> Aim
Print the listing below character for character, starting with its first line and stopping after the line that contains "x=565 y=633", with both of those lines included.

> Available data
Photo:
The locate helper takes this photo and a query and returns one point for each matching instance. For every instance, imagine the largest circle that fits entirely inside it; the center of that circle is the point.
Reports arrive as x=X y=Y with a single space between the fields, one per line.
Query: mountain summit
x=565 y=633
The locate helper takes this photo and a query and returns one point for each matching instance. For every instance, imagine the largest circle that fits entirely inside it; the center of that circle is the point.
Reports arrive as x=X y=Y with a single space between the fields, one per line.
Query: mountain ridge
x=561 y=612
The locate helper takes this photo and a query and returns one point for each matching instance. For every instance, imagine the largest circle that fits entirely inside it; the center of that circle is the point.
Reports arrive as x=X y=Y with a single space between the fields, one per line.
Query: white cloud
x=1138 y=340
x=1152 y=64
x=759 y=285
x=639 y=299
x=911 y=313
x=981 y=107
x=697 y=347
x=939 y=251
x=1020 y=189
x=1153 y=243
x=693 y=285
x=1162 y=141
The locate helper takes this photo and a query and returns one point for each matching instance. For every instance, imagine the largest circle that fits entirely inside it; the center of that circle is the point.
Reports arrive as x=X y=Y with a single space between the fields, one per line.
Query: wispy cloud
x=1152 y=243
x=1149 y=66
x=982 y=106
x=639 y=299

> Solution for this exercise
Photo:
The locate helper takes this photo and a query and returns one point for each matching instance. For every instance, imagine the largest circle that fits entirely inside it; the center of that circle is the point.
Reports arrive as x=X y=Y with a single space between the fields, one per line.
Query: mountain summit
x=565 y=633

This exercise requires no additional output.